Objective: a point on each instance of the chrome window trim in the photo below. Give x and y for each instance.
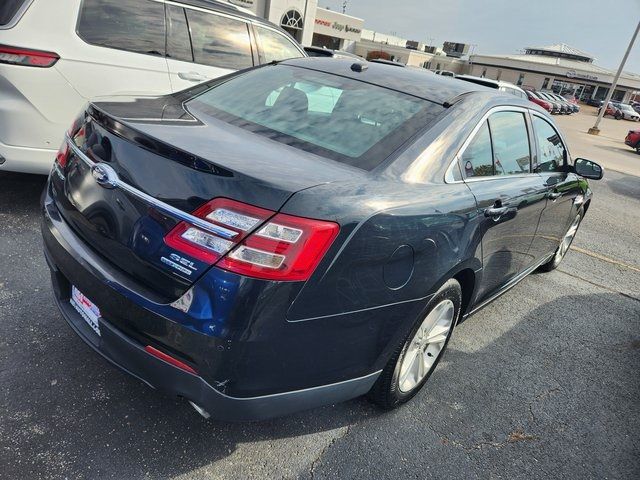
(254, 23)
(16, 18)
(159, 204)
(448, 176)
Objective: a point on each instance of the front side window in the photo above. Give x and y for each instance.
(552, 152)
(511, 151)
(132, 25)
(353, 122)
(274, 46)
(219, 41)
(477, 158)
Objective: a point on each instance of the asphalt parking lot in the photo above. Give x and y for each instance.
(543, 383)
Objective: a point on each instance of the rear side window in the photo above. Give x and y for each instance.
(275, 46)
(219, 41)
(9, 9)
(132, 25)
(551, 149)
(336, 117)
(510, 141)
(477, 158)
(178, 43)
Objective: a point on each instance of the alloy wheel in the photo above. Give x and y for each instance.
(426, 345)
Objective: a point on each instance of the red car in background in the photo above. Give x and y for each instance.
(539, 101)
(633, 139)
(612, 110)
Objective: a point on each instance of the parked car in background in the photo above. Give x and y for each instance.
(505, 87)
(612, 110)
(387, 62)
(54, 56)
(633, 139)
(628, 113)
(326, 52)
(546, 104)
(570, 107)
(255, 250)
(559, 107)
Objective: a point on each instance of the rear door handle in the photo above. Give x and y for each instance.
(495, 212)
(554, 195)
(192, 76)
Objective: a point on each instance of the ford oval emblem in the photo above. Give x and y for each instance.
(105, 175)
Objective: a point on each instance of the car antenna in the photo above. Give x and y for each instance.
(455, 100)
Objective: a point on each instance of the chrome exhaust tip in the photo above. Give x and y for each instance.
(200, 410)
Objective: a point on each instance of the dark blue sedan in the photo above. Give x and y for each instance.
(302, 233)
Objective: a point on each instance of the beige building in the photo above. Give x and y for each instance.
(414, 58)
(561, 68)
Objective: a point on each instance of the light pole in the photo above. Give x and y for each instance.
(595, 130)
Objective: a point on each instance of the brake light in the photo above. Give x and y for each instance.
(255, 242)
(169, 359)
(27, 57)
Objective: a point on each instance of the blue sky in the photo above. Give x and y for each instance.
(507, 26)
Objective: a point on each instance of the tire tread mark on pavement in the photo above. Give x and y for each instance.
(626, 295)
(315, 462)
(605, 258)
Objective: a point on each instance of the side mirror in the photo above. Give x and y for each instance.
(588, 169)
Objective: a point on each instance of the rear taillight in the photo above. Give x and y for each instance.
(27, 57)
(255, 242)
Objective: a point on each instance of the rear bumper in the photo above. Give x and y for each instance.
(71, 262)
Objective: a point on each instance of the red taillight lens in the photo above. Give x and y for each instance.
(255, 242)
(169, 359)
(285, 248)
(27, 57)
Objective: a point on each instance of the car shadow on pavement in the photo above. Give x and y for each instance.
(66, 412)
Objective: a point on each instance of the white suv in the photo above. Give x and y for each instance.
(56, 55)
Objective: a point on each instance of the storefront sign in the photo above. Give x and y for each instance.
(583, 76)
(242, 3)
(335, 24)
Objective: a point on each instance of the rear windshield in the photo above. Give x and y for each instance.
(8, 10)
(340, 118)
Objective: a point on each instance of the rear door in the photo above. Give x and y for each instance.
(563, 188)
(510, 197)
(119, 49)
(202, 45)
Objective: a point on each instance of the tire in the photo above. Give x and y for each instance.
(387, 392)
(563, 248)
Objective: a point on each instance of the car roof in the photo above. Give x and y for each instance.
(423, 84)
(222, 6)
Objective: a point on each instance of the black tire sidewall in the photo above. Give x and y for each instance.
(394, 396)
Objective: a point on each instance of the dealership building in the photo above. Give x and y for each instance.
(308, 23)
(561, 68)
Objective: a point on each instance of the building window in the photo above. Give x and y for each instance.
(293, 23)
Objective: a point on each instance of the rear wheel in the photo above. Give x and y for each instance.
(563, 248)
(413, 362)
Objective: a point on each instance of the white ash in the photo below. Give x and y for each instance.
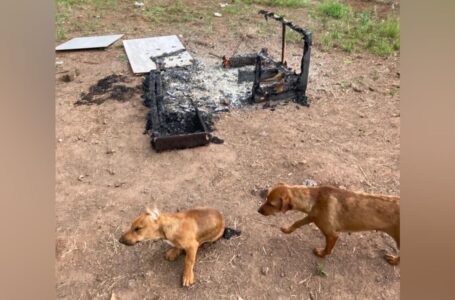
(209, 86)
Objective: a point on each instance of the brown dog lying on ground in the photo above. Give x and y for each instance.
(182, 230)
(335, 210)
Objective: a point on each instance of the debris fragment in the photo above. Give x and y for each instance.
(139, 52)
(67, 77)
(310, 182)
(91, 42)
(216, 140)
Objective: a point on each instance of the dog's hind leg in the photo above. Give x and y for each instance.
(173, 253)
(393, 259)
(190, 259)
(331, 238)
(299, 223)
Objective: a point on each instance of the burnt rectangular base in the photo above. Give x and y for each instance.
(181, 141)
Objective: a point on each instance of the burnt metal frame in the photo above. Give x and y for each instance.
(298, 83)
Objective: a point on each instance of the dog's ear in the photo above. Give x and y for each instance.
(148, 211)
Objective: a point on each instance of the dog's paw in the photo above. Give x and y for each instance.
(319, 252)
(188, 279)
(172, 254)
(286, 230)
(392, 259)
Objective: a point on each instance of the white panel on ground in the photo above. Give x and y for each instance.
(89, 42)
(140, 51)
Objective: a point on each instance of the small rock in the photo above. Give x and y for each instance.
(67, 78)
(310, 182)
(356, 88)
(226, 102)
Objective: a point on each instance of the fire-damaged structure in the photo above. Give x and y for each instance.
(172, 129)
(183, 100)
(274, 80)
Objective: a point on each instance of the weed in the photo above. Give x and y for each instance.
(282, 3)
(122, 57)
(174, 12)
(320, 271)
(294, 37)
(334, 9)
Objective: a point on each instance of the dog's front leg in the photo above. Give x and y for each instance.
(299, 223)
(173, 253)
(190, 259)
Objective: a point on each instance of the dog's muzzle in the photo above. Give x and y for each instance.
(126, 242)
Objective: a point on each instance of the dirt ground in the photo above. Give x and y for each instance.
(106, 172)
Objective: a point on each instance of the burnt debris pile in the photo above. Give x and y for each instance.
(184, 100)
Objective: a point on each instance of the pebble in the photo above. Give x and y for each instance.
(310, 182)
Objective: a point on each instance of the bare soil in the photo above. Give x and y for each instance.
(106, 172)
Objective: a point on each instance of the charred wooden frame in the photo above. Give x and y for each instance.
(285, 84)
(161, 139)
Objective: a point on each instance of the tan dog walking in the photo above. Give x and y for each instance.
(335, 210)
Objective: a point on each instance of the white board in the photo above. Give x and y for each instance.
(90, 42)
(140, 51)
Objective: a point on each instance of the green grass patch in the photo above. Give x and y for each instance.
(334, 9)
(176, 12)
(354, 31)
(282, 3)
(98, 4)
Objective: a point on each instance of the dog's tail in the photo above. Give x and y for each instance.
(229, 232)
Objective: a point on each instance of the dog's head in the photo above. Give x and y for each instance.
(278, 200)
(144, 228)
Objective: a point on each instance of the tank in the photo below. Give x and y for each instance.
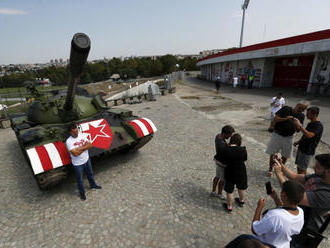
(42, 128)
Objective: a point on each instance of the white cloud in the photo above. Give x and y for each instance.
(4, 11)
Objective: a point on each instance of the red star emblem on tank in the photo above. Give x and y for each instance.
(99, 133)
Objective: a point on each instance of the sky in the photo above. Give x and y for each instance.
(35, 31)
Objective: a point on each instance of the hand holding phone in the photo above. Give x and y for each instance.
(269, 188)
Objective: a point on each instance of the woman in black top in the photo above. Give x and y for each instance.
(235, 156)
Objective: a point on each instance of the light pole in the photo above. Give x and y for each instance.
(244, 7)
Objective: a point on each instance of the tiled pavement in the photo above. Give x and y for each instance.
(157, 197)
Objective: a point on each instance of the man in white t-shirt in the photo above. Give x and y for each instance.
(276, 103)
(277, 226)
(78, 146)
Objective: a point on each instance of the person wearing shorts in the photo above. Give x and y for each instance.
(276, 103)
(311, 137)
(286, 121)
(220, 145)
(235, 156)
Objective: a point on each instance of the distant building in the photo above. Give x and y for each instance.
(301, 61)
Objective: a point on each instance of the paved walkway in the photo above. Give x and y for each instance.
(157, 197)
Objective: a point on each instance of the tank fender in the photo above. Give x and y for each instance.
(48, 156)
(139, 128)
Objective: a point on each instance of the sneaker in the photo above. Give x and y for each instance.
(96, 187)
(225, 206)
(213, 194)
(239, 203)
(222, 197)
(82, 196)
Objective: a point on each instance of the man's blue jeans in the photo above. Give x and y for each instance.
(79, 170)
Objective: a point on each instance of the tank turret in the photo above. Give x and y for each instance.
(80, 46)
(41, 130)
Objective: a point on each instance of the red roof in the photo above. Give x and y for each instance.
(320, 35)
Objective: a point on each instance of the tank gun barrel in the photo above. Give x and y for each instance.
(80, 46)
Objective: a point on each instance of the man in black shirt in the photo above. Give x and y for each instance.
(284, 129)
(311, 137)
(220, 145)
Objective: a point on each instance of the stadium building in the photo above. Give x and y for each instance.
(301, 61)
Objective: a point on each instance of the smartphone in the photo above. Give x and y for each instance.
(269, 188)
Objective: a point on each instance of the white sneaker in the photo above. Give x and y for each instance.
(213, 194)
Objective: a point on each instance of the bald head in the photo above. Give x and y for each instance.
(301, 107)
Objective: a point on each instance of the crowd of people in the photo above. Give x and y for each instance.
(304, 200)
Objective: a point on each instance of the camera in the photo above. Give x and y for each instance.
(269, 188)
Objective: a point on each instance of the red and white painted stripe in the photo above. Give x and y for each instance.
(48, 157)
(143, 126)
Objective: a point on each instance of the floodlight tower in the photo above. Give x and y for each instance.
(244, 7)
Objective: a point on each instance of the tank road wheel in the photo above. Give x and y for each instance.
(139, 144)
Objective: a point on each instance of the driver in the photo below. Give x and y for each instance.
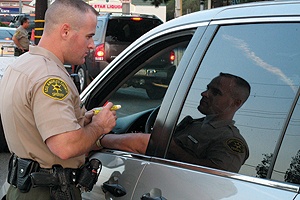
(211, 141)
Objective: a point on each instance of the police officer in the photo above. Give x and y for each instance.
(20, 37)
(211, 141)
(47, 129)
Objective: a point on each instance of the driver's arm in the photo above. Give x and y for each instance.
(131, 142)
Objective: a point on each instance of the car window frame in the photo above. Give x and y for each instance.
(189, 76)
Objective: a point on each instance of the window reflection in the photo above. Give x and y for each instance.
(266, 55)
(287, 166)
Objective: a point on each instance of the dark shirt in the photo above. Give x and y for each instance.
(218, 141)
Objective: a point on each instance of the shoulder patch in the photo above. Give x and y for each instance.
(55, 88)
(236, 145)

§ **Task goal**:
Rewrite the data above from the line with "Objective: a point on each instance of the dark shirt" up to and including the last line, keeping each request as it is. Scale every x and y coordinate in the answers by 1.35 and round to whole numbers, with halves rounded up.

§ **Exercise output**:
Objective: a point on each instance of the dark shirt in the photo above. Give x and y for each instance.
(294, 190)
Objective: a point on each instance of the shoulder patch in the photo above. Give x and y for each instance.
(74, 119)
(319, 196)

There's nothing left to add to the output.